◆ Selected extract ◆
Glen Powell boards Edgar Wright's The Running Man remake

Glen Powell has been cast as Ben Richards in Edgar Wright's 'The Running Man'.



Glen Powell is Ben Richards in the next adaptation of 'The Running Man'
Glen Powell is Ben Richards in the next adaptation of 'The Running Man'

Glen Powell has been confirmed for Edgar Wright’s 'The Running Man' remake.

The 49-year-old director is working on a movie based on Stephen King's 1982 novel of the same name and previously promised that his take will be more faithful to the story than the 1987 dystopian flick that starred Arnold Schwarzenegger.

And now it's been confirmed that the 'Anyone But You' star, 35, will play the leading role of Ben Richards in the Paramount flick, as announced at CinemaCon in Las Vegas this week.

The novel's plot is as follows: "In 2025, the world's economy is in shambles and America has become a totalitarian dystopia. 28-year-old Ben Richards, an impoverished resident of the fictional Co-Op City, is unable to find work, having been blacklisted from his trade. His gravely ill daughter Cathy needs medicine, and his wife Sheila has resorted to prostitution to bring in money for the family. In desperation, Richards turns to the Games Network, a government-operated television station that runs violent game shows. After rigorous physical and mental testing, Richards is selected to appear on The Running Man, the Network's most popular, lucrative, and dangerous program. He is interviewed by Dan Killian, the executive producer of the program, who describes the challenges he will face once the game begins.

"The contestant is declared an enemy of the state and released with a 12-hour head start before the Hunters, an elite team of Network-employed hitmen, are sent out to kill him."

No release date is known yet, but it would be a nice touch to have it air in 2025.

'Last Night in Soho' filmmaker Edgar previously told the 'Happy Sad Confused' podcast: "'The Running Man' is something that is in active development.

◆ Referring expression pointing data ◆
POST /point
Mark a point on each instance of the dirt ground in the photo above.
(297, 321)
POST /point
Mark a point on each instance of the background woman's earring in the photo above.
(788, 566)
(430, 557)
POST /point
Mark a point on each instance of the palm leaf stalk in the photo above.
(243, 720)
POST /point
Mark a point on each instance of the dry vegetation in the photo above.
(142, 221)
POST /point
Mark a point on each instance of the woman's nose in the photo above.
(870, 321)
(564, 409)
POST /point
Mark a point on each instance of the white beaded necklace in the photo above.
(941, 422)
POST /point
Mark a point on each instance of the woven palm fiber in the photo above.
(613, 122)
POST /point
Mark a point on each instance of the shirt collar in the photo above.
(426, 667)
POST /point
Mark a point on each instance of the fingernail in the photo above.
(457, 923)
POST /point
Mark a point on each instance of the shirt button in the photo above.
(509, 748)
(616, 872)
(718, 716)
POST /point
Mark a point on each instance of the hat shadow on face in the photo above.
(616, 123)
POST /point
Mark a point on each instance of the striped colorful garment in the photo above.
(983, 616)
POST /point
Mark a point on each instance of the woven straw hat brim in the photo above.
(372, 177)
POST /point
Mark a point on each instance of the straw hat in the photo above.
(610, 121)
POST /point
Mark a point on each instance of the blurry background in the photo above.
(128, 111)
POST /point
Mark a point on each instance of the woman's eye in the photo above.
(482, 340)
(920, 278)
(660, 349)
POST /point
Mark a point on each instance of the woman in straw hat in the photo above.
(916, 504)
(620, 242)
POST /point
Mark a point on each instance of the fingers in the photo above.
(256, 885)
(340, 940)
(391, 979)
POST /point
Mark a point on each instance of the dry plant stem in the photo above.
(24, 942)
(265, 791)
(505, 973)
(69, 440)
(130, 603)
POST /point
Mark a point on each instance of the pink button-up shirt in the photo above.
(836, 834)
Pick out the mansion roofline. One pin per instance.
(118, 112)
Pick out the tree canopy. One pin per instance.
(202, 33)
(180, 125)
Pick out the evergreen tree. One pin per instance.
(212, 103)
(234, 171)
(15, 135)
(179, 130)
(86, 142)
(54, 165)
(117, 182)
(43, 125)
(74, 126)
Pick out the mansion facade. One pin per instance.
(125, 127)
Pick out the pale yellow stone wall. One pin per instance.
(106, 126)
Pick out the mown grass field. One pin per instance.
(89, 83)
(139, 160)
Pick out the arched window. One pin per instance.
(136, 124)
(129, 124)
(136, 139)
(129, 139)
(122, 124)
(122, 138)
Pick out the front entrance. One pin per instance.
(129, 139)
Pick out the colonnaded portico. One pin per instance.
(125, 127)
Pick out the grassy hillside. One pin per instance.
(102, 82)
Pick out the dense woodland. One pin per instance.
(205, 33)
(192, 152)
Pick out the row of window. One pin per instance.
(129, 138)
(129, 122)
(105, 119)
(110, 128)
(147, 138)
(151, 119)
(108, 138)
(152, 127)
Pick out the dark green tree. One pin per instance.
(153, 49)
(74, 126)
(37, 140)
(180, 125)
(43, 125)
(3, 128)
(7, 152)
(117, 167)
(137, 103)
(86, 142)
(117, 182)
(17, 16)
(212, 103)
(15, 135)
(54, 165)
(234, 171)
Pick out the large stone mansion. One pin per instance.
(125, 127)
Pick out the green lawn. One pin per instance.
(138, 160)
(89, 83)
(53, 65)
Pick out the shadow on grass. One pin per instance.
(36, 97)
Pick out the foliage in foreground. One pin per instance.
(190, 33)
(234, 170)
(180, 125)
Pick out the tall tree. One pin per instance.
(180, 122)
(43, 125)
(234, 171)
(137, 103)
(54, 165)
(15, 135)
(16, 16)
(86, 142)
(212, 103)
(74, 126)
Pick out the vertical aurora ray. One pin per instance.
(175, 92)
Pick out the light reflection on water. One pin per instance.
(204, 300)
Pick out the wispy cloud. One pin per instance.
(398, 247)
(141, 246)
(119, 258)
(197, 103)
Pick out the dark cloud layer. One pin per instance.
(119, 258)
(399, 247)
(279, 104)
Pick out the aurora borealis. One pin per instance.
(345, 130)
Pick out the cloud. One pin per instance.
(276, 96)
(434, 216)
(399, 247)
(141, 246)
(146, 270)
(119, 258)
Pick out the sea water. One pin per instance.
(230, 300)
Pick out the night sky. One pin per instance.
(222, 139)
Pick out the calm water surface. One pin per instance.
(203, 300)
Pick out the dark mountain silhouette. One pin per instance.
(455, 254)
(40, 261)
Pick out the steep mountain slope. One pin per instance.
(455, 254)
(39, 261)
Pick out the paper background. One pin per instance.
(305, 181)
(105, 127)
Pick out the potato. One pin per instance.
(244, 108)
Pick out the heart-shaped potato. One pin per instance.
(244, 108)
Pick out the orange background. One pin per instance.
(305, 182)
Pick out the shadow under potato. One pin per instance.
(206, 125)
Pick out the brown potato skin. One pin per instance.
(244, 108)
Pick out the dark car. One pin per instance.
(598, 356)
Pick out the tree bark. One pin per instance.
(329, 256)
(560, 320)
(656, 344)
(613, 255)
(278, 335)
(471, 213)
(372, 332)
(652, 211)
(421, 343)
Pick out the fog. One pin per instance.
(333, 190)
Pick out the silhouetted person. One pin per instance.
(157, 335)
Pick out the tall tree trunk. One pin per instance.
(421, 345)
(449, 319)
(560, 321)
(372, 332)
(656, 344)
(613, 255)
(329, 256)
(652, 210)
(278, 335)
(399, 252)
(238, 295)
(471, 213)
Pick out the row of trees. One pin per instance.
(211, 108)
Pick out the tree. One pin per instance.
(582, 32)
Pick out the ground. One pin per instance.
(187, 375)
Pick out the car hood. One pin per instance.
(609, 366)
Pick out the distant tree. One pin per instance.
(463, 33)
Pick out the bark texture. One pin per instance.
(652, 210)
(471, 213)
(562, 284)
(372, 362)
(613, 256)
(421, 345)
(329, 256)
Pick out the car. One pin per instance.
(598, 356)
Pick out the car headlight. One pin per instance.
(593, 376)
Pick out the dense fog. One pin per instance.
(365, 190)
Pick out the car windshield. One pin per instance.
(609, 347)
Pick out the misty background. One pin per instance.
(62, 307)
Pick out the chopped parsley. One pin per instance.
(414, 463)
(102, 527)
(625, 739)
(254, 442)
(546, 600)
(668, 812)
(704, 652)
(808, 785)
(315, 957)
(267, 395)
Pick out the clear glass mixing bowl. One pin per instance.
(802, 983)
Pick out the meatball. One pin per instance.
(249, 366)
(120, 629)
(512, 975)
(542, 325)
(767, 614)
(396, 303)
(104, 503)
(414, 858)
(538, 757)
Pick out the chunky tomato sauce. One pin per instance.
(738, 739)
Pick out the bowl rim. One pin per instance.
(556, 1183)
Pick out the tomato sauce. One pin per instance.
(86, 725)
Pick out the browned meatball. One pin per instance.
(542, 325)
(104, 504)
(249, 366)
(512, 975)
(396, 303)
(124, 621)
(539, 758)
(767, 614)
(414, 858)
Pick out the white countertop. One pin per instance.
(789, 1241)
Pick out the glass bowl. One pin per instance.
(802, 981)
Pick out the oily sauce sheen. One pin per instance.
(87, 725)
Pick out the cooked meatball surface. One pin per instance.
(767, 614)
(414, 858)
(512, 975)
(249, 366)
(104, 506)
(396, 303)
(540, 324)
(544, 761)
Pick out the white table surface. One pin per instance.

◆ Activity 1 ◆
Reproduce the article on the Running Man remake from "The novel's plot" up to and including "the game begins.".
◆ Activity 2 ◆
Condense the paragraph of the article on the Running Man remake that begins "The 49-year-old director is working" into a shorter version that keeps its main facts.

◆ Exercise output 1 ◆
The novel's plot is as follows: "In 2025, the world's economy is in shambles and America has become a totalitarian dystopia. 28-year-old Ben Richards, an impoverished resident of the fictional Co-Op City, is unable to find work, having been blacklisted from his trade. His gravely ill daughter Cathy needs medicine, and his wife Sheila has resorted to prostitution to bring in money for the family. In desperation, Richards turns to the Games Network, a government-operated television station that runs violent game shows. After rigorous physical and mental testing, Richards is selected to appear on The Running Man, the Network's most popular, lucrative, and dangerous program. He is interviewed by Dan Killian, the executive producer of the program, who describes the challenges he will face once the game begins.

◆ Exercise output 2 ◆
Edgar Wright, 49, is making a film of Stephen King's 1982 novel 'The Running Man' and has promised it will follow the story more closely than the 1987 dystopian film starring Arnold Schwarzenegger.